Problem to work on.
Pull every line that holds the word "below" from the entries.
── Input for this task
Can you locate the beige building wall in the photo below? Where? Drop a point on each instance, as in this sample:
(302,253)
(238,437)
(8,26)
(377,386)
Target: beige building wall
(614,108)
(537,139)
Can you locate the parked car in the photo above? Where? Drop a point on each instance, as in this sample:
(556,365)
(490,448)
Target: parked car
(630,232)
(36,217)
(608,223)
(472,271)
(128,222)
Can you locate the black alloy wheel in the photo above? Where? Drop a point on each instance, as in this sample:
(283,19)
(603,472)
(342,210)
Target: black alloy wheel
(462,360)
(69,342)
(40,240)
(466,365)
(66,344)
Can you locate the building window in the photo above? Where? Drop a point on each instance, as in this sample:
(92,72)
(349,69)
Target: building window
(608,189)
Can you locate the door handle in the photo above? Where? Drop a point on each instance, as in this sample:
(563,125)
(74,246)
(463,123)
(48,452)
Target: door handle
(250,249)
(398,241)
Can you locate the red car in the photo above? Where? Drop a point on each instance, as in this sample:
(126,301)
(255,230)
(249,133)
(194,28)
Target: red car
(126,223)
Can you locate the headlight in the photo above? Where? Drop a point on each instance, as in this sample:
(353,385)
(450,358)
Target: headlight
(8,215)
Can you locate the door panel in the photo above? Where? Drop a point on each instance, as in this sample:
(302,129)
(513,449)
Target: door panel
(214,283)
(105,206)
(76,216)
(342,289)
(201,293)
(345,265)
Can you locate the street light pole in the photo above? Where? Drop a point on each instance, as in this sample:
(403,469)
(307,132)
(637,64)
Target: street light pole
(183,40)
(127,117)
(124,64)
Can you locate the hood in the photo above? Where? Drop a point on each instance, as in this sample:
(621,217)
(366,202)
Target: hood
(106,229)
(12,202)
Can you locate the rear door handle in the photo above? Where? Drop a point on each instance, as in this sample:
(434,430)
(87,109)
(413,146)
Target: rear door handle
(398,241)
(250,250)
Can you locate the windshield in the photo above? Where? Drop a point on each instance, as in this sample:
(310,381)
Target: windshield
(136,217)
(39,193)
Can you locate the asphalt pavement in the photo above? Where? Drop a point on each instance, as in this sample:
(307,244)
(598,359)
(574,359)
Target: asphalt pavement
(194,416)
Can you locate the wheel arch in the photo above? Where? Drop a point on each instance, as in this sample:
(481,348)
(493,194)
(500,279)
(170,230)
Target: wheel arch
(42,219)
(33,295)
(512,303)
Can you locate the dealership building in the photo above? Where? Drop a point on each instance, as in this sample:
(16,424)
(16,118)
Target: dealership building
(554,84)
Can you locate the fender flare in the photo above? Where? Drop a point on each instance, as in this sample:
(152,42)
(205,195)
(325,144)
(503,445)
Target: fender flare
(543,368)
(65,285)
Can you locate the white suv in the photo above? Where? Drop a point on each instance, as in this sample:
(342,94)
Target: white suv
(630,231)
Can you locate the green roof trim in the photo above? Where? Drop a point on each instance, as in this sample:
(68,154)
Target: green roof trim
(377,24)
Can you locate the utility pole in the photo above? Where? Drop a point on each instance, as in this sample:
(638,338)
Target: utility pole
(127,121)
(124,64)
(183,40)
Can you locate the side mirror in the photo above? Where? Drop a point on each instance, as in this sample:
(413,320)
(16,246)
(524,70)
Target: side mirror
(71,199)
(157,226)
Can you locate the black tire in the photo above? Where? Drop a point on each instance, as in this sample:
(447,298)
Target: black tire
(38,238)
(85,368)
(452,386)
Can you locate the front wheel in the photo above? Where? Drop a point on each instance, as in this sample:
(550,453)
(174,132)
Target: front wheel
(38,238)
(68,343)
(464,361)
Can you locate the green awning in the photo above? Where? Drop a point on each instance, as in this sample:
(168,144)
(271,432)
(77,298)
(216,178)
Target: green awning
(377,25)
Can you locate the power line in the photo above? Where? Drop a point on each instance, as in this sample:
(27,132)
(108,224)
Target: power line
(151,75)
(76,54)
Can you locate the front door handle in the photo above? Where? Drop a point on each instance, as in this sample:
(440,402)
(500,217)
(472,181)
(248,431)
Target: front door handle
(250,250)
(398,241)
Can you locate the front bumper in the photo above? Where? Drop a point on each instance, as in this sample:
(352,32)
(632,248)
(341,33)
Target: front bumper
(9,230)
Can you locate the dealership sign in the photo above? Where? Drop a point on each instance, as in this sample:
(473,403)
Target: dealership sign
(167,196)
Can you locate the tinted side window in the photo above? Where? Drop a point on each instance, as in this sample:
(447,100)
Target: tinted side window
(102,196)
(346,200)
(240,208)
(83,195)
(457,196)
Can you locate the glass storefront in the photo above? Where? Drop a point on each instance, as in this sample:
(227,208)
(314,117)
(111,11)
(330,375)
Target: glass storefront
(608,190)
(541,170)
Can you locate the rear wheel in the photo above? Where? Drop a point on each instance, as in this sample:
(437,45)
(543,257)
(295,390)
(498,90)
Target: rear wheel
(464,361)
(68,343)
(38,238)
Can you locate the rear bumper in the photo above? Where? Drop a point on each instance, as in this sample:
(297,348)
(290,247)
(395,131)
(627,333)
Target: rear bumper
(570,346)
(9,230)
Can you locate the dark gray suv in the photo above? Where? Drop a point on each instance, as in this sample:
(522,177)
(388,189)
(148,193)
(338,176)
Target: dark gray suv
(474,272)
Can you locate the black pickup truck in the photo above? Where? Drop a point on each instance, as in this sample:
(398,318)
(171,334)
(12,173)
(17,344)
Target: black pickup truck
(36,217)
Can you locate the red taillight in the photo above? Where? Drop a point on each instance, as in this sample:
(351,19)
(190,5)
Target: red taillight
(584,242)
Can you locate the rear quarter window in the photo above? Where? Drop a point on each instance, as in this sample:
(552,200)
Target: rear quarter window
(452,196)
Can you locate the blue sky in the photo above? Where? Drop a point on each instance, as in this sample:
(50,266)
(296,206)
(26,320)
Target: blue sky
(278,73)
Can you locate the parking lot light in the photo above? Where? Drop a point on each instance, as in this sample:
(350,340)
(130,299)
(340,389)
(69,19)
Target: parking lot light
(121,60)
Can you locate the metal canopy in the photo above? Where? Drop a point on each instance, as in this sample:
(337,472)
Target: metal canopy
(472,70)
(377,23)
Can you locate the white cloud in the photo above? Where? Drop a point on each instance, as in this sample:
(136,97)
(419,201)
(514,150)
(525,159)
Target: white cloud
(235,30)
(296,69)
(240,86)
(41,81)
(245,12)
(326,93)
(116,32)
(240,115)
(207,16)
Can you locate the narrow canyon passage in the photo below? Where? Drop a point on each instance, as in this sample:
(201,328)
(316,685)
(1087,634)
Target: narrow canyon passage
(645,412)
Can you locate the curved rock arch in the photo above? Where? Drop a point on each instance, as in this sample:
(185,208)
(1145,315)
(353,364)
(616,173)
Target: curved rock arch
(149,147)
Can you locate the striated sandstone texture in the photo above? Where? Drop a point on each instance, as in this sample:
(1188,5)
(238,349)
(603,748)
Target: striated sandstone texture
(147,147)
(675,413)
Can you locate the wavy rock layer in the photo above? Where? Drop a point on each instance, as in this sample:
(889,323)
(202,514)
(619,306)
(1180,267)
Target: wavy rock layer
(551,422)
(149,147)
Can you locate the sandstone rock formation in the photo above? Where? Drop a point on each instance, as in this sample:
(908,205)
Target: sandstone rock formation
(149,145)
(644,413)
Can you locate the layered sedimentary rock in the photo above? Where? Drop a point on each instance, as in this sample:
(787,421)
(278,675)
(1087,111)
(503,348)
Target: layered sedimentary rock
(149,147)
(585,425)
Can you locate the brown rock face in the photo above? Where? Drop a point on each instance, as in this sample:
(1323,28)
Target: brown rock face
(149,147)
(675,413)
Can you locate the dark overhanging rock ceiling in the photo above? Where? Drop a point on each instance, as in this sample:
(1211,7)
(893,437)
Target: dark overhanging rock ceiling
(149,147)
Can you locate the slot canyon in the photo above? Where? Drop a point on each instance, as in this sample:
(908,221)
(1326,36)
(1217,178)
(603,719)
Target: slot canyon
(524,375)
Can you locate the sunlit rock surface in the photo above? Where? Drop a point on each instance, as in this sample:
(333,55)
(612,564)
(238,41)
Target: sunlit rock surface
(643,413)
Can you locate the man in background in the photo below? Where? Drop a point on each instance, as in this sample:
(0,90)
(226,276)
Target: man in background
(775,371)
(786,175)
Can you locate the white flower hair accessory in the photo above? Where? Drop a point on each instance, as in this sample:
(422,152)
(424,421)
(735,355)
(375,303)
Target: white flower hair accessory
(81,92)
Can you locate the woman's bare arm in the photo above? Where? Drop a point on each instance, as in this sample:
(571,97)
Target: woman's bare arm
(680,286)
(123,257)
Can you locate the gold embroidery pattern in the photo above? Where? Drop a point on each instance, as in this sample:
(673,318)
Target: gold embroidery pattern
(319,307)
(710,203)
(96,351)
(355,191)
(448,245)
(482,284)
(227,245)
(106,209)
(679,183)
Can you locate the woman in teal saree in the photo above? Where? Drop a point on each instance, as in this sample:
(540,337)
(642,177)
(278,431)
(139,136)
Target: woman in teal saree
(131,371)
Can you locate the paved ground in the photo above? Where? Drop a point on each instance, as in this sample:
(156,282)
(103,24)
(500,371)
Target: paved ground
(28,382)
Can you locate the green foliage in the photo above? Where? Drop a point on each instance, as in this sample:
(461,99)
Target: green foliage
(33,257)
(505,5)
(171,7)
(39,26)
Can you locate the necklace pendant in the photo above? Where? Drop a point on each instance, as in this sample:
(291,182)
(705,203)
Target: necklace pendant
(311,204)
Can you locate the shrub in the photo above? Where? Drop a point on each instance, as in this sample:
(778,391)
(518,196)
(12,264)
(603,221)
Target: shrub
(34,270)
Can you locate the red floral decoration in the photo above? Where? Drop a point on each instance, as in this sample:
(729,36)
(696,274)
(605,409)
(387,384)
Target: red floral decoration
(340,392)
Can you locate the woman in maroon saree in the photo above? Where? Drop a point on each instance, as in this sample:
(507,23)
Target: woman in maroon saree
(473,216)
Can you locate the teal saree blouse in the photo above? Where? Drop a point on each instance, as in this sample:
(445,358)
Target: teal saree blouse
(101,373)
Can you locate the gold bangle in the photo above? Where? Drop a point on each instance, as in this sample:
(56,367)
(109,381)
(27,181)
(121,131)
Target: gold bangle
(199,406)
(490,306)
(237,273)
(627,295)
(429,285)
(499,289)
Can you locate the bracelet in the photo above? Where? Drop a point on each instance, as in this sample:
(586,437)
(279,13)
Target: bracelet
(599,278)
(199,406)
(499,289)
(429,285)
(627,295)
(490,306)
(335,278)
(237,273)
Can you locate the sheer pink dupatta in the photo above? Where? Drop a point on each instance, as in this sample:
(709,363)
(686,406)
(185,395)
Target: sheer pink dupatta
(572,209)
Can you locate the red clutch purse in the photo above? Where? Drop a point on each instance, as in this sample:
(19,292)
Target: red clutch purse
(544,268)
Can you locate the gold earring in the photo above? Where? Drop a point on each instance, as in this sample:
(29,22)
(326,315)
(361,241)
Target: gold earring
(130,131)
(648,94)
────
Answer for the task.
Can you locate the beige building wall in the photo below? Where? Drop a point on each instance, as in this sample:
Can you locate the narrow canyon passage in the photo below? Where? Drop a point on each instance, as in this sample:
Can you locate the man in background in the photo below? Where? Drop a point on each instance, as in this sample:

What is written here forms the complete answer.